EXERCISE DESCRIPTION →
Your reply should hold only the lines from the one containing "Phrase: white garage door" to the final line of the listing below, restated word for word.

WORKING DATA →

++++++++++++++++++++

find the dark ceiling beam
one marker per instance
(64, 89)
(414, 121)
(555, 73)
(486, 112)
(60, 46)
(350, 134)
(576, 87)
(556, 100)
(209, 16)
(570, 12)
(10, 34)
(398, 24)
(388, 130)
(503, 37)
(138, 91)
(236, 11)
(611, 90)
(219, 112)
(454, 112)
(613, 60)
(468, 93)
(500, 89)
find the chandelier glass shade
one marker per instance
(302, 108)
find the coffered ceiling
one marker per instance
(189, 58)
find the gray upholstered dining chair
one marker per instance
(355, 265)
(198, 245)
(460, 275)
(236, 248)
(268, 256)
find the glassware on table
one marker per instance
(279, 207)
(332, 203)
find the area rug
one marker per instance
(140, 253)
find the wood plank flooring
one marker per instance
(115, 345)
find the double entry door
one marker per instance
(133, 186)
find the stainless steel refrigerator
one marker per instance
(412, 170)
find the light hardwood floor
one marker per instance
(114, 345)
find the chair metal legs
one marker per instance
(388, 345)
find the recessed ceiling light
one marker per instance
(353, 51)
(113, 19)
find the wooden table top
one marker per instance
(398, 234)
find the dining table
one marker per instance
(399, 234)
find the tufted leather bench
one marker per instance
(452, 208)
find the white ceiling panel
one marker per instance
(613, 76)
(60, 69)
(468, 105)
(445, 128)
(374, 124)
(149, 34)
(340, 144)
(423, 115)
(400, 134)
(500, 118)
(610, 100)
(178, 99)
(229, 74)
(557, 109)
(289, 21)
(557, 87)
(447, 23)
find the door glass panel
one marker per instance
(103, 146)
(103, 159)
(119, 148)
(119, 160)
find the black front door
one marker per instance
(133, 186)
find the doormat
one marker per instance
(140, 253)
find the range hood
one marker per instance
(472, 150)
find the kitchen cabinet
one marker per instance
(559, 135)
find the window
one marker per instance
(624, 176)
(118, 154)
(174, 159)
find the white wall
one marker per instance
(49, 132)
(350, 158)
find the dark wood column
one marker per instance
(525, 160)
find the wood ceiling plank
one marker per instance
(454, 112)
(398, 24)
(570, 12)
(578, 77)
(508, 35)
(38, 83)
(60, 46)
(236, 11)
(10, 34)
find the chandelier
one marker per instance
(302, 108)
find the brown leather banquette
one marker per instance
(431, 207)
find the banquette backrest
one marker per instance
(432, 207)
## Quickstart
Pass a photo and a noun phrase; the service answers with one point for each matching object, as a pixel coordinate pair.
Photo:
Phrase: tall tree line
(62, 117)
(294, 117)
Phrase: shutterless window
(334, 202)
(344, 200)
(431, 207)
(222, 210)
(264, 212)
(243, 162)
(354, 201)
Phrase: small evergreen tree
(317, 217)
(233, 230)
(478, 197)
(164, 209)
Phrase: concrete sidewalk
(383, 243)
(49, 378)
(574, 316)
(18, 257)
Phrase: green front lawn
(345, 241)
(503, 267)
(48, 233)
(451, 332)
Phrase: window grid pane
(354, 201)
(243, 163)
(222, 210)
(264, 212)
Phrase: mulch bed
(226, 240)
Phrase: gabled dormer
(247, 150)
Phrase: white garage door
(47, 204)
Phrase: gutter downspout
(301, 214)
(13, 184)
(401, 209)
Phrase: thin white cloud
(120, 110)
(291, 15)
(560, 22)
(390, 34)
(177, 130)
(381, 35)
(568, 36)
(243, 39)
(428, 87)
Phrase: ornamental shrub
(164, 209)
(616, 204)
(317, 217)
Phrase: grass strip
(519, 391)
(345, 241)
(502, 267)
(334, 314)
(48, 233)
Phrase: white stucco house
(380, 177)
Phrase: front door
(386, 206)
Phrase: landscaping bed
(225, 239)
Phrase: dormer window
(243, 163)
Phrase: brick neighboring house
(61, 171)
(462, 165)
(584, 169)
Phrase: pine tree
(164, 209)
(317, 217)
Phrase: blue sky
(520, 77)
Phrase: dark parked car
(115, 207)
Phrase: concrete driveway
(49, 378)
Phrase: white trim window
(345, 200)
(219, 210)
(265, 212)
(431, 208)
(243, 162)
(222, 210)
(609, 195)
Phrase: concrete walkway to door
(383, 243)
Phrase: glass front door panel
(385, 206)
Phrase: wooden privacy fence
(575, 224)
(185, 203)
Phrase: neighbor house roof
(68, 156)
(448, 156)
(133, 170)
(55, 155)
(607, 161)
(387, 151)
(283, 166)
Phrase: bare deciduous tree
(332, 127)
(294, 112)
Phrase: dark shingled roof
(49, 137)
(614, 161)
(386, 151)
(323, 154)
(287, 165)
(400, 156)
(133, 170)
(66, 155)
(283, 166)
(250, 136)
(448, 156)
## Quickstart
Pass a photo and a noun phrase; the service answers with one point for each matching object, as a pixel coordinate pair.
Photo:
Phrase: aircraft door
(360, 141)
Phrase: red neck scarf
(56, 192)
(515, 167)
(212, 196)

++++++++++++++++++++

OUTPUT OF THE TASK →
Phrase: white garage door
(47, 204)
Phrase: gutter downspout
(301, 214)
(13, 184)
(401, 209)
Phrase: thin white cloud
(120, 110)
(291, 15)
(560, 22)
(390, 34)
(177, 130)
(381, 35)
(568, 36)
(243, 39)
(428, 87)
Phrase: ornamental shrub
(164, 209)
(616, 204)
(317, 217)
Phrase: grass strip
(519, 391)
(345, 241)
(502, 267)
(334, 314)
(48, 233)
Phrase: white stucco house
(380, 177)
Phrase: front door
(386, 206)
Phrase: landscaping bed
(225, 239)
Phrase: dormer window
(243, 163)
Phrase: brick neighboring house
(61, 171)
(462, 165)
(584, 169)
Phrase: pine tree
(164, 209)
(317, 217)
Phrase: blue sky
(520, 77)
Phrase: dark parked car
(115, 207)
Phrase: concrete driveway
(49, 378)
Phrase: white trim window
(345, 200)
(219, 210)
(265, 212)
(431, 208)
(243, 162)
(222, 210)
(609, 195)
Phrase: concrete walkway to door
(383, 243)
Phrase: glass front door panel
(385, 206)
Phrase: wooden privacy fence
(575, 224)
(185, 203)
Phrase: neighbor house roof
(68, 156)
(448, 156)
(133, 170)
(55, 155)
(607, 161)
(387, 151)
(283, 166)
Phrase: bare deciduous tree
(332, 127)
(294, 112)
Phrase: dark shingled roof
(49, 137)
(614, 161)
(386, 151)
(323, 154)
(287, 165)
(400, 156)
(133, 170)
(66, 155)
(283, 166)
(250, 136)
(448, 156)
## Quickstart
Pass a photo and a noun phrase; the service answers with one point for each matching object, as a pixel coordinate pair.
Photo:
Phrase: aircraft door
(360, 141)
Phrase: red neck scarf
(56, 192)
(515, 167)
(212, 196)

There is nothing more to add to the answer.